▶ What you have to do: Copy out the records from the line with "the man's face in the photo above." through the end of the records, swapping "shirt cuff" for "sleeve cuff" and leaving everything else unchanged. Give only those lines.

▶ Records to use:
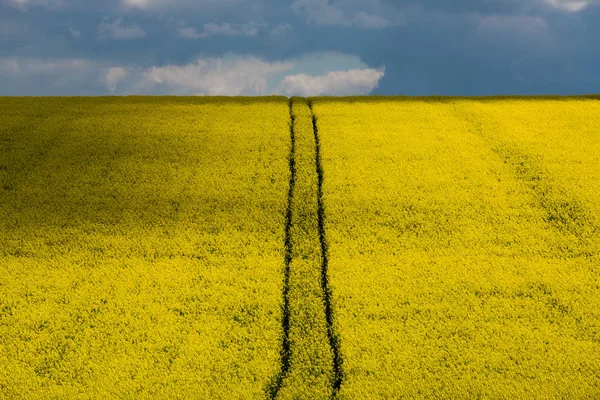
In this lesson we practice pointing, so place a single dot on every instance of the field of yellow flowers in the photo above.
(141, 247)
(347, 248)
(464, 241)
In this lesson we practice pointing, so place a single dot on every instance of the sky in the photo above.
(299, 47)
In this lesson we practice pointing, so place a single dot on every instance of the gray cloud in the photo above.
(117, 30)
(223, 29)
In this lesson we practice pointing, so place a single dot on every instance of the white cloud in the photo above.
(336, 83)
(212, 76)
(34, 66)
(25, 4)
(280, 30)
(524, 26)
(229, 75)
(118, 31)
(224, 29)
(236, 75)
(75, 33)
(113, 76)
(572, 6)
(370, 14)
(137, 3)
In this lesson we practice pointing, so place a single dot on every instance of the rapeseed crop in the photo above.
(141, 246)
(464, 246)
(299, 248)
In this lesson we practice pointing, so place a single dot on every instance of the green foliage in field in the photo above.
(141, 246)
(464, 246)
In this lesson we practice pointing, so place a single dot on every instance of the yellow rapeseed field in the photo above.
(464, 246)
(141, 246)
(321, 248)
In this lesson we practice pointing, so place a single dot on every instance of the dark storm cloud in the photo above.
(471, 47)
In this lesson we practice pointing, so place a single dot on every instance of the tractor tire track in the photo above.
(310, 360)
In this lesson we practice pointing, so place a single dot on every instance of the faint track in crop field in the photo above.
(285, 353)
(334, 340)
(564, 212)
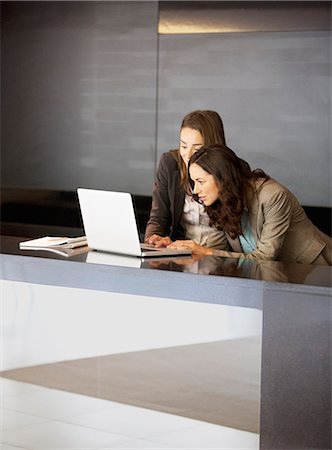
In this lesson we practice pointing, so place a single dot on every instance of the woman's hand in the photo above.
(190, 245)
(159, 241)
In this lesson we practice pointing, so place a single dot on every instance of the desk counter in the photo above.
(296, 304)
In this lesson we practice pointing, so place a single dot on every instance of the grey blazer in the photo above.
(167, 200)
(281, 228)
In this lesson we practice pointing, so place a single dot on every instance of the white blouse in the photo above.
(195, 222)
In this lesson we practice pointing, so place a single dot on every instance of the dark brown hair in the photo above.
(234, 180)
(210, 125)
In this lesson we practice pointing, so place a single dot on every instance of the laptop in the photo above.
(109, 222)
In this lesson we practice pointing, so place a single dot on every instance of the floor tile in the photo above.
(60, 436)
(210, 437)
(138, 444)
(13, 419)
(9, 388)
(52, 404)
(133, 421)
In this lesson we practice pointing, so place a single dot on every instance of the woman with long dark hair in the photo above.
(174, 214)
(259, 217)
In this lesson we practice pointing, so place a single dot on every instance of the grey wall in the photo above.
(84, 103)
(273, 91)
(79, 95)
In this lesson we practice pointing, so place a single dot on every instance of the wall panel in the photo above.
(79, 94)
(273, 91)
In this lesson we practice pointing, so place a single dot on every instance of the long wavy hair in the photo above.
(234, 179)
(210, 125)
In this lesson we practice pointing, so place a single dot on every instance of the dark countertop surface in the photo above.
(269, 271)
(295, 300)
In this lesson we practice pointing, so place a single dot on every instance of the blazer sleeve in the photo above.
(160, 219)
(276, 208)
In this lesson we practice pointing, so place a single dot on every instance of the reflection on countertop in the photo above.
(272, 271)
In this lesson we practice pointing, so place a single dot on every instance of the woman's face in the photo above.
(205, 185)
(190, 141)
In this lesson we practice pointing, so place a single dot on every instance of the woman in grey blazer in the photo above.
(259, 217)
(173, 215)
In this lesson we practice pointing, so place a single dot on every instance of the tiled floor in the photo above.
(37, 418)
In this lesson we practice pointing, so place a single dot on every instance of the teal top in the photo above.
(247, 240)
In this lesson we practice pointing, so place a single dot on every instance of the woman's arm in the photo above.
(277, 212)
(160, 219)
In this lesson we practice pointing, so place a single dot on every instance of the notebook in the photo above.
(109, 222)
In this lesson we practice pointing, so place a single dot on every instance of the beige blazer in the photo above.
(281, 229)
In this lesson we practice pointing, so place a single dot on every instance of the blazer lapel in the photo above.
(235, 244)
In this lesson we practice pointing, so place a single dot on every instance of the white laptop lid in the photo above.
(110, 224)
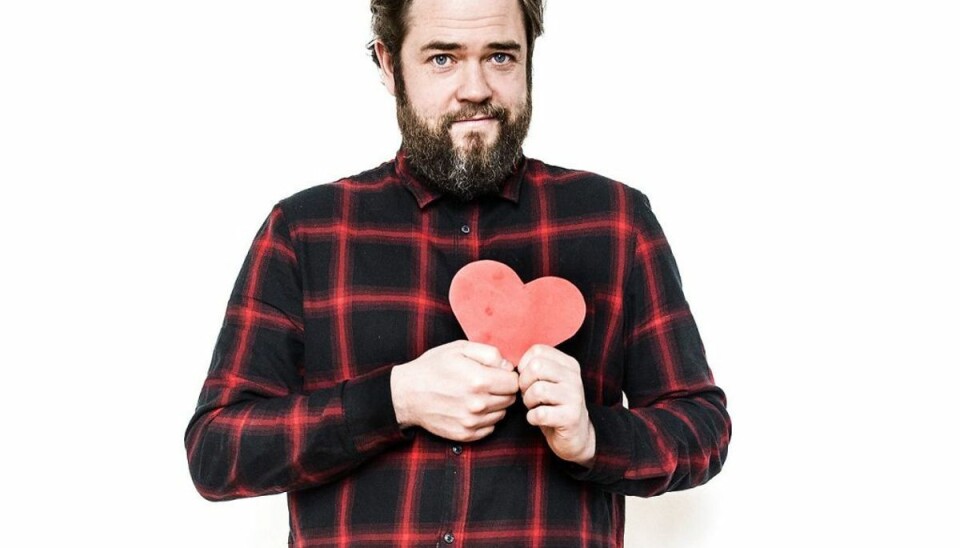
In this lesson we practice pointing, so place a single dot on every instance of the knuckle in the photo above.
(476, 405)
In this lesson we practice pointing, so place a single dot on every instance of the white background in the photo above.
(802, 157)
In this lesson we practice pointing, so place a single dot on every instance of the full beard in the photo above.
(474, 170)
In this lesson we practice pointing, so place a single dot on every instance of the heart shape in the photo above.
(494, 307)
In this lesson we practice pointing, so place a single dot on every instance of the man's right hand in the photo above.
(457, 391)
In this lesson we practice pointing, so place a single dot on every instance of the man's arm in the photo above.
(255, 431)
(675, 433)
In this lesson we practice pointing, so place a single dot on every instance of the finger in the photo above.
(550, 416)
(541, 369)
(497, 403)
(543, 393)
(550, 353)
(484, 354)
(502, 383)
(490, 419)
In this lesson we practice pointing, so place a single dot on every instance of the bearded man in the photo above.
(342, 377)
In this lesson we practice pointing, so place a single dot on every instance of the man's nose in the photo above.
(474, 87)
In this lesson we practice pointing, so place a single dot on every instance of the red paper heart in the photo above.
(494, 307)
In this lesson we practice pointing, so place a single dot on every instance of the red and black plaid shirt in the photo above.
(348, 279)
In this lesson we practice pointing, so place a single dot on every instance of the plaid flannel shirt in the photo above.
(348, 279)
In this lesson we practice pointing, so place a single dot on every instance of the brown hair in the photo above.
(389, 24)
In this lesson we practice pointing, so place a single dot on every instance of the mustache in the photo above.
(497, 112)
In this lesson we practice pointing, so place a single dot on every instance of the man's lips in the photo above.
(475, 120)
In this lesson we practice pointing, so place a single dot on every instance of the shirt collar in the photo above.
(425, 194)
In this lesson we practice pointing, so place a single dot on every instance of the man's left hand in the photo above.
(553, 392)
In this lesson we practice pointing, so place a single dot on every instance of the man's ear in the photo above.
(387, 74)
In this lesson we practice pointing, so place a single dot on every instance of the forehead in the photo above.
(472, 23)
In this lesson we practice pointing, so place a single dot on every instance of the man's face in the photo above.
(463, 103)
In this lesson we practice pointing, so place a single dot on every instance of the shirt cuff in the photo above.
(368, 409)
(609, 464)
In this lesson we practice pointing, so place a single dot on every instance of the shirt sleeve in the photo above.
(255, 431)
(675, 431)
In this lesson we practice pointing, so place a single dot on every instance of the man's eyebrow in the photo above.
(437, 45)
(442, 46)
(506, 46)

▶ Result of the exercise:
In this lesson we practice pointing, so place a single dot on every instance of the man's face in the photo above.
(463, 103)
In this lesson we practice pointing, so place a single dot on every instance of the sleeve cuff in the photo above.
(368, 409)
(609, 464)
In this lesson we practice pointing, so place a single dot on every instance of the shirt sleeve in the photo above.
(255, 431)
(675, 431)
In this lesson we practice pointing, so place a single dot on every instance of the man's eyebrow in the photo above.
(437, 45)
(442, 46)
(506, 46)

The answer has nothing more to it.